BEGIN
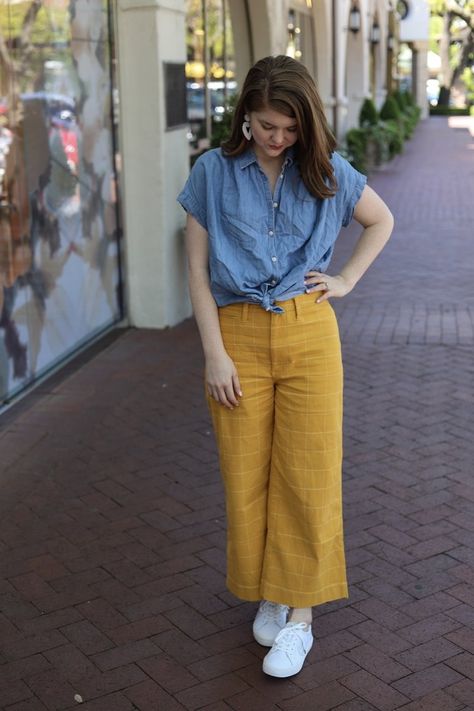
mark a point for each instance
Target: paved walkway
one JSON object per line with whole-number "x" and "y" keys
{"x": 112, "y": 590}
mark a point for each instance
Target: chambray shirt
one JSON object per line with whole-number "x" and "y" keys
{"x": 261, "y": 246}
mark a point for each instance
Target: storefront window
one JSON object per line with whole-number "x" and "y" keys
{"x": 210, "y": 68}
{"x": 59, "y": 252}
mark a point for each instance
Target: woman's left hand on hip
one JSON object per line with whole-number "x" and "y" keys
{"x": 327, "y": 286}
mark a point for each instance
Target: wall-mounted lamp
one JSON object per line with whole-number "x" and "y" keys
{"x": 375, "y": 32}
{"x": 354, "y": 19}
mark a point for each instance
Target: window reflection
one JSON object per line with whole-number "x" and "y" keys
{"x": 210, "y": 68}
{"x": 59, "y": 280}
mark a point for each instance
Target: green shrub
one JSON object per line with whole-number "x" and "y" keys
{"x": 356, "y": 142}
{"x": 394, "y": 136}
{"x": 401, "y": 98}
{"x": 390, "y": 110}
{"x": 221, "y": 129}
{"x": 368, "y": 115}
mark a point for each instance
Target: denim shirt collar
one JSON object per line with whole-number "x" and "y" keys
{"x": 249, "y": 157}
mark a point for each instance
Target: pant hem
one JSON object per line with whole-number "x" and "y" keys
{"x": 285, "y": 598}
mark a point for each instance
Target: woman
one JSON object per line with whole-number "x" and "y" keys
{"x": 264, "y": 213}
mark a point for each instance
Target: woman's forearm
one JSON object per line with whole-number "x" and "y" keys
{"x": 205, "y": 313}
{"x": 369, "y": 245}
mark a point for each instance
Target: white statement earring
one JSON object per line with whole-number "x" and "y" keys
{"x": 246, "y": 130}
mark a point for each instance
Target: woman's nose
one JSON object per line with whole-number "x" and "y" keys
{"x": 278, "y": 135}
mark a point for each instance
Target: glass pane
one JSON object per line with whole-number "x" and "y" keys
{"x": 58, "y": 245}
{"x": 217, "y": 67}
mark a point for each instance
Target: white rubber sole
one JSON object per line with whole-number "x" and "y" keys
{"x": 284, "y": 672}
{"x": 264, "y": 641}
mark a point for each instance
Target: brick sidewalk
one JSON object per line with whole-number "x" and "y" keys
{"x": 112, "y": 592}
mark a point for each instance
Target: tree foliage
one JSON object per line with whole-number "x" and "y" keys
{"x": 456, "y": 42}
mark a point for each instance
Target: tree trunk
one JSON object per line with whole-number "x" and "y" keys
{"x": 446, "y": 71}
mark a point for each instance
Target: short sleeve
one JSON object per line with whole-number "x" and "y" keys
{"x": 193, "y": 197}
{"x": 351, "y": 184}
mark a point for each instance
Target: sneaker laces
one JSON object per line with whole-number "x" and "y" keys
{"x": 288, "y": 638}
{"x": 272, "y": 610}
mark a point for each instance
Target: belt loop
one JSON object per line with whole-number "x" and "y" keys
{"x": 298, "y": 312}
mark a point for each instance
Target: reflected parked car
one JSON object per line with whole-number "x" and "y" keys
{"x": 196, "y": 107}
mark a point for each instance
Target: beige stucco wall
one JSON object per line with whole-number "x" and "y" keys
{"x": 155, "y": 162}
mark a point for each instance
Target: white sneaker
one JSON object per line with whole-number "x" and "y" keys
{"x": 269, "y": 621}
{"x": 289, "y": 650}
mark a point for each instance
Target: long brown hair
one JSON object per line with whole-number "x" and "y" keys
{"x": 285, "y": 85}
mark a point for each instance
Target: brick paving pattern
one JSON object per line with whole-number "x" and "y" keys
{"x": 112, "y": 593}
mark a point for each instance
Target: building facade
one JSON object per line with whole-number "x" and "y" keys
{"x": 102, "y": 104}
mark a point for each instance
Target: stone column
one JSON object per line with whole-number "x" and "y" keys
{"x": 155, "y": 162}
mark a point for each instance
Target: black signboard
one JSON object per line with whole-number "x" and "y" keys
{"x": 175, "y": 95}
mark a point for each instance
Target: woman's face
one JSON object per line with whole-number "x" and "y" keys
{"x": 272, "y": 132}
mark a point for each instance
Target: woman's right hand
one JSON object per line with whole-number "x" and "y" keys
{"x": 222, "y": 380}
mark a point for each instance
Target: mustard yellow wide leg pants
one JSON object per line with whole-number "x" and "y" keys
{"x": 281, "y": 454}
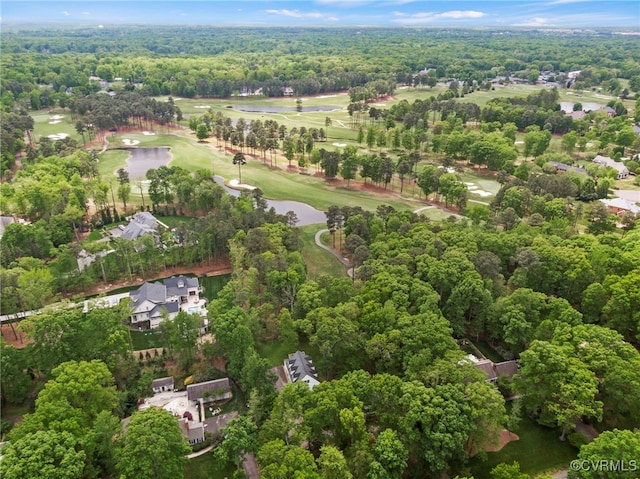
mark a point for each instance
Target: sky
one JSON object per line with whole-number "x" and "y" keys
{"x": 624, "y": 14}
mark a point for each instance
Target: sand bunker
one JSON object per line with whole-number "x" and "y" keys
{"x": 242, "y": 186}
{"x": 58, "y": 136}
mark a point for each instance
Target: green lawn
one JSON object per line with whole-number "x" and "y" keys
{"x": 318, "y": 260}
{"x": 213, "y": 284}
{"x": 146, "y": 339}
{"x": 204, "y": 467}
{"x": 538, "y": 450}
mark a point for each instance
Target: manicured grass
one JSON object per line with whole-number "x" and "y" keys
{"x": 42, "y": 127}
{"x": 146, "y": 339}
{"x": 318, "y": 261}
{"x": 488, "y": 351}
{"x": 213, "y": 284}
{"x": 537, "y": 450}
{"x": 204, "y": 467}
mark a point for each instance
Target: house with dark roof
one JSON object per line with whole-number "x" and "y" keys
{"x": 175, "y": 294}
{"x": 210, "y": 391}
{"x": 161, "y": 385}
{"x": 140, "y": 224}
{"x": 494, "y": 370}
{"x": 193, "y": 431}
{"x": 622, "y": 170}
{"x": 299, "y": 367}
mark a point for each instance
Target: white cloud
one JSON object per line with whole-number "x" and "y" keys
{"x": 534, "y": 22}
{"x": 426, "y": 17}
{"x": 295, "y": 13}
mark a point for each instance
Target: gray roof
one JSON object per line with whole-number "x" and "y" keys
END
Problem to solve: Write out again exactly the lines from the start of the data above through the line containing "Target: pant hem", inclusive, excluding any pictures.

Reply to the exercise:
mark a point for each instance
Target: paved walkway
one JSON object per line with whole-number "x" and "y" keys
{"x": 112, "y": 590}
mark a point for each instance
Target: chambray shirt
one JSON object per line with whole-number "x" and "y" keys
{"x": 261, "y": 246}
mark a point for each instance
Target: storefront window
one JSON object per line with whole-number "x" and "y" keys
{"x": 210, "y": 68}
{"x": 59, "y": 252}
mark a point for each instance
Target: woman's left hand on hip
one JSON object per line with whole-number "x" and "y" keys
{"x": 327, "y": 286}
mark a point for each instance
Target: wall-mounted lamp
one JSON object per line with whole-number "x" and "y" keys
{"x": 375, "y": 32}
{"x": 354, "y": 19}
mark a point for each instance
Target: window reflection
one JSON object per line with whole-number "x" and "y" keys
{"x": 210, "y": 68}
{"x": 59, "y": 280}
mark a point for each instance
Target: green shrub
one JSON object per line with whole-number "x" and "y" keys
{"x": 356, "y": 142}
{"x": 394, "y": 136}
{"x": 401, "y": 98}
{"x": 390, "y": 110}
{"x": 221, "y": 129}
{"x": 368, "y": 115}
mark a point for each instance
Target: denim shirt collar
one JSON object per line with whole-number "x" and "y" keys
{"x": 249, "y": 157}
mark a point for each instance
Target: pant hem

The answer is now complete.